Problem details:
All lines in the material below that hold "tyre" should be found and copied.

Data listing:
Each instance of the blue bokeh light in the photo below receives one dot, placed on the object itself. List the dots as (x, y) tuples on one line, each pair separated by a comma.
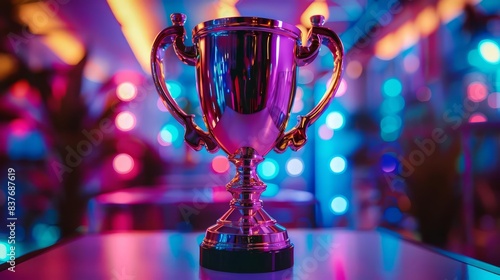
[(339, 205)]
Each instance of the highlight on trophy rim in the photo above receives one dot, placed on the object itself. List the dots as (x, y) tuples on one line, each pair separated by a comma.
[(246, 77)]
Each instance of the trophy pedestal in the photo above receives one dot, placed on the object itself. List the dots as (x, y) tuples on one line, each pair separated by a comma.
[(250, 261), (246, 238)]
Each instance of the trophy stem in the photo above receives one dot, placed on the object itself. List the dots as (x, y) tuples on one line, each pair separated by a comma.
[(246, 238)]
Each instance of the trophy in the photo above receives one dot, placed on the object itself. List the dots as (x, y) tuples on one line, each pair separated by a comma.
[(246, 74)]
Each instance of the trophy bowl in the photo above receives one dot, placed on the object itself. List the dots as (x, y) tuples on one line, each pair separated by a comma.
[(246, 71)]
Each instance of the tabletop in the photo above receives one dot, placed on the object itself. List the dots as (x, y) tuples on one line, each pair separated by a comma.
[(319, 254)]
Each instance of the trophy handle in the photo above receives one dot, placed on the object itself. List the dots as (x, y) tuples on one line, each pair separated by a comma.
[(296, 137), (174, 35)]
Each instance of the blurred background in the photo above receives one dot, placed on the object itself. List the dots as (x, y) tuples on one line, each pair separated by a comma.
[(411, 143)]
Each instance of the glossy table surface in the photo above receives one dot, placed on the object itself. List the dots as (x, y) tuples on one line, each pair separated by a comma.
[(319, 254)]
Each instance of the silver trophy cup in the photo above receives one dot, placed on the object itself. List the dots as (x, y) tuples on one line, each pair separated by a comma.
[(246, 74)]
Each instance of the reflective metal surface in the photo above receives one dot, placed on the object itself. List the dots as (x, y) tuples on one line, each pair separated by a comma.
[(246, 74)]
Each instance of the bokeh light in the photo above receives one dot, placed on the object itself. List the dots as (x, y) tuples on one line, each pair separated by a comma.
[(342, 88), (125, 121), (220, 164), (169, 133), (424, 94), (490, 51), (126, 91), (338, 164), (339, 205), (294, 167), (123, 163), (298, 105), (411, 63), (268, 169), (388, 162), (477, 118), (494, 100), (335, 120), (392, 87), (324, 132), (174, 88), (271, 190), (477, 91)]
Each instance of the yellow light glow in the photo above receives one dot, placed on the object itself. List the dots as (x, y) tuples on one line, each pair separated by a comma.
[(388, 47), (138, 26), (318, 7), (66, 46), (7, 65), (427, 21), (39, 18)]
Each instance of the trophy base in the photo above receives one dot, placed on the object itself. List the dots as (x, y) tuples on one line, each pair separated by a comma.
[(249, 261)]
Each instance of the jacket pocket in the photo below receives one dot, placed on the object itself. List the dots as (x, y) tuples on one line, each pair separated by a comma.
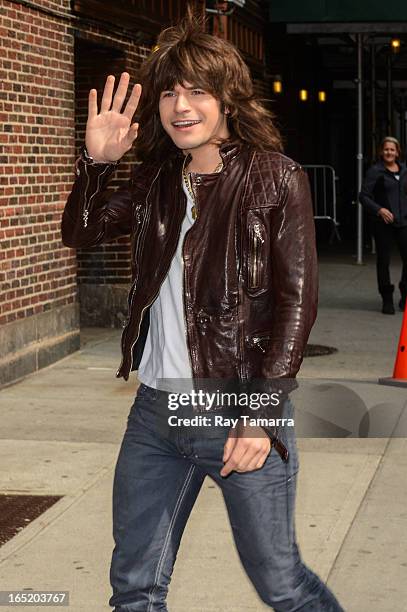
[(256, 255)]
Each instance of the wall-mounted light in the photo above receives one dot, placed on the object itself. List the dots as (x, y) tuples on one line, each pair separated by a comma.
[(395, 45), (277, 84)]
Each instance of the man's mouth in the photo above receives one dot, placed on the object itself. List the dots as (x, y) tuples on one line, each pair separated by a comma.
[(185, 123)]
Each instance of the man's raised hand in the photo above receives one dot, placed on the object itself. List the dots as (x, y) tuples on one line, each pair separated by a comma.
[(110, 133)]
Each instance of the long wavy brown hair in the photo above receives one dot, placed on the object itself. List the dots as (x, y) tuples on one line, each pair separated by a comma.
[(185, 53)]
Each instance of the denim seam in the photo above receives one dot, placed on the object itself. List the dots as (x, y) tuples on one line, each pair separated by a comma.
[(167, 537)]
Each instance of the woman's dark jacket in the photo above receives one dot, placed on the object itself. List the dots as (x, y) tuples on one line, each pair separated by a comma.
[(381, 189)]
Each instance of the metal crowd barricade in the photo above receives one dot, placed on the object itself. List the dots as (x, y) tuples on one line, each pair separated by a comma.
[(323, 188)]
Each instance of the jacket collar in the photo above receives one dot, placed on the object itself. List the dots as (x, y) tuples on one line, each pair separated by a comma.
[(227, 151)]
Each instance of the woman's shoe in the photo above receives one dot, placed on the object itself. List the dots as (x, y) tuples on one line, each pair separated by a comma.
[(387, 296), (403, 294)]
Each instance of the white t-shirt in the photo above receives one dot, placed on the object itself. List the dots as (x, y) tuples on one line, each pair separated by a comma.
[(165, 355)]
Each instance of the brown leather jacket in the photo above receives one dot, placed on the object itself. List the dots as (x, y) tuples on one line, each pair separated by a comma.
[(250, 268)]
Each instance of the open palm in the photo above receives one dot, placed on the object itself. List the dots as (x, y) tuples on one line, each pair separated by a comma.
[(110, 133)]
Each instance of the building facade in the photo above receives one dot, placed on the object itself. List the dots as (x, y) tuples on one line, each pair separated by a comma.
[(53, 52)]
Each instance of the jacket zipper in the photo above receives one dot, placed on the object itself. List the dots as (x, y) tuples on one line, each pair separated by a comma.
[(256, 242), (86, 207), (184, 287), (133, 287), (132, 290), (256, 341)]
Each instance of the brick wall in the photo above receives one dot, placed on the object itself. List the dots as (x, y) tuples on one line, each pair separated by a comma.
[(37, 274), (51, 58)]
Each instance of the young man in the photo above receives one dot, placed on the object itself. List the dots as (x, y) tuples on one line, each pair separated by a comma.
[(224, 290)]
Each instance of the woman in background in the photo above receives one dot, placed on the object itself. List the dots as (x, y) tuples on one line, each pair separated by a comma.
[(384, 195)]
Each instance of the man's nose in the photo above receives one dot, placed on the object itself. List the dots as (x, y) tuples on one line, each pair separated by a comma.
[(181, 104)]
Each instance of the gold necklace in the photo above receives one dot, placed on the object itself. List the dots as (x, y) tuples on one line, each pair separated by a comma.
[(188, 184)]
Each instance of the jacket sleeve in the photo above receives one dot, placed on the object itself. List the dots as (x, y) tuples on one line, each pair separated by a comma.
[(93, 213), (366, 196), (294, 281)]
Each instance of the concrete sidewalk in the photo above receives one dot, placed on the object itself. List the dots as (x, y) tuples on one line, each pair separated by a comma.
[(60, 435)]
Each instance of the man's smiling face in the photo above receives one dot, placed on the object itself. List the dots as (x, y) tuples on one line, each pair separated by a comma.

--

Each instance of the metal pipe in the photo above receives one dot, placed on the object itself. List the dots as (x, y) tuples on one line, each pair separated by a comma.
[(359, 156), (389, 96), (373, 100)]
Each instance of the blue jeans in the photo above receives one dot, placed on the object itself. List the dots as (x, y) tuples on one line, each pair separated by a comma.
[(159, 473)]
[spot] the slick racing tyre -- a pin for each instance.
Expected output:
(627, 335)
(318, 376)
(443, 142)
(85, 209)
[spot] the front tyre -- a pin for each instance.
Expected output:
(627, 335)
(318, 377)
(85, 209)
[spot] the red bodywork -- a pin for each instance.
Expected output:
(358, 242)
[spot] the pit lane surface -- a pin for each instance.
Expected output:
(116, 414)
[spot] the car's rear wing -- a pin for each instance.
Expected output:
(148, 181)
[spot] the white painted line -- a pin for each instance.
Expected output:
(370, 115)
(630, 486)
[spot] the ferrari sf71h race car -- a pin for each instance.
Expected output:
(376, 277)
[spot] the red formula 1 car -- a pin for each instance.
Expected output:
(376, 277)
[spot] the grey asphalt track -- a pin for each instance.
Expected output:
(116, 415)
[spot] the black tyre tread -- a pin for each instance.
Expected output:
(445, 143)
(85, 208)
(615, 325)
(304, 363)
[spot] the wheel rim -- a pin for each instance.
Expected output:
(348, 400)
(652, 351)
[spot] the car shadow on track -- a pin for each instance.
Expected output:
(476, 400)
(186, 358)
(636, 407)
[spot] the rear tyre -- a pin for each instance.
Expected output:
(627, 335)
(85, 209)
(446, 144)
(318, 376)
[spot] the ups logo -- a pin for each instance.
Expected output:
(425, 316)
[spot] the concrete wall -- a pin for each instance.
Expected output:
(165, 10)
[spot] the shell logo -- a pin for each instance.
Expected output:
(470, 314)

...

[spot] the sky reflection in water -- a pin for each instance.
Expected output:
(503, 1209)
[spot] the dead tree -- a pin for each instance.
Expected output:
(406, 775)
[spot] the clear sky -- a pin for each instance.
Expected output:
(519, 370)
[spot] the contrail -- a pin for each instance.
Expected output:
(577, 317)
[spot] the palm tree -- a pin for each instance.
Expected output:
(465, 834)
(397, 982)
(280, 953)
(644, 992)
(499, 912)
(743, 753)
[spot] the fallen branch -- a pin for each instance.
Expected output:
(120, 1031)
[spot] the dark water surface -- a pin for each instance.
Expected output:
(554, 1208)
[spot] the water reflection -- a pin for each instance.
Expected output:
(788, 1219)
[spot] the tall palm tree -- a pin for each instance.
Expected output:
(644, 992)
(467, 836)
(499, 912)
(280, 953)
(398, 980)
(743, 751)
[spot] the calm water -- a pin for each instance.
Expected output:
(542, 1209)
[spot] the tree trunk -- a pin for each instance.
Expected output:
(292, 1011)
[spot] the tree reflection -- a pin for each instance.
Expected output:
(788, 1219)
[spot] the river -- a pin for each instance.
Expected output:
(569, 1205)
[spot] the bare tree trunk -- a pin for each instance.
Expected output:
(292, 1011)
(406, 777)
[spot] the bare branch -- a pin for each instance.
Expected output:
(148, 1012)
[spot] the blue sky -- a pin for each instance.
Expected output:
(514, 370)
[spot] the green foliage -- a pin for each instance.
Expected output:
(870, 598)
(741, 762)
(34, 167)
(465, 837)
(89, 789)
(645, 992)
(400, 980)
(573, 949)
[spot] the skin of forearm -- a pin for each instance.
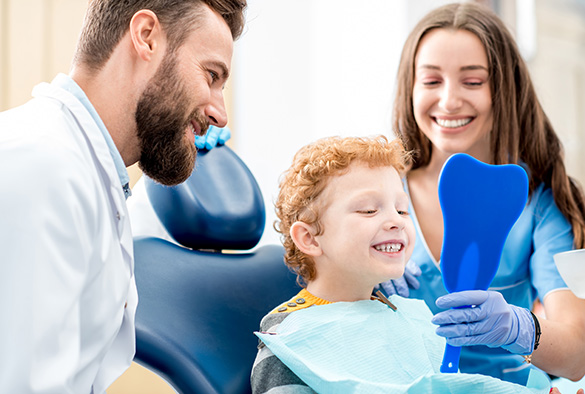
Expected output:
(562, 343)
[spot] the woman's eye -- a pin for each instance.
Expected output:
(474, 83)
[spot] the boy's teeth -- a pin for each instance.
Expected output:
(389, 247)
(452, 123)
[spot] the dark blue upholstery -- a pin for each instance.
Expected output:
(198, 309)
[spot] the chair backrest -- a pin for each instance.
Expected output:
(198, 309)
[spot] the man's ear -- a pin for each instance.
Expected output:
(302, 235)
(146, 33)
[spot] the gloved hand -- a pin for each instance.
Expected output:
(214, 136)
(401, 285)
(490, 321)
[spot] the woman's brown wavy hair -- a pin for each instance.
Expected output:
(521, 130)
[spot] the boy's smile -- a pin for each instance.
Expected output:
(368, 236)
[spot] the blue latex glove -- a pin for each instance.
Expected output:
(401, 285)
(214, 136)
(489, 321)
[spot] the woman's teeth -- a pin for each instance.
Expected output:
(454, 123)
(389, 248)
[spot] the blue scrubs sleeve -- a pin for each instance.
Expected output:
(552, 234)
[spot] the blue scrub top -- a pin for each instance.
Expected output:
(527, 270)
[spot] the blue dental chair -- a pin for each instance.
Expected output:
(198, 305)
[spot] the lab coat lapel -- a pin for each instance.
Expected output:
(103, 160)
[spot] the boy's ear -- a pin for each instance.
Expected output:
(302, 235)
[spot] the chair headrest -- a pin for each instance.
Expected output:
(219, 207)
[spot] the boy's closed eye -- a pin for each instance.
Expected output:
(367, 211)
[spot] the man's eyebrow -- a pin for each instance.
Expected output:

The completed task:
[spot] the slick racing tyre -- a pin for each instance.
[spot] the front tyre -- a pin for each instance.
[spot] the black tyre tread -- a pin for each instance.
[spot] the rear tyre -- a pin for each instance.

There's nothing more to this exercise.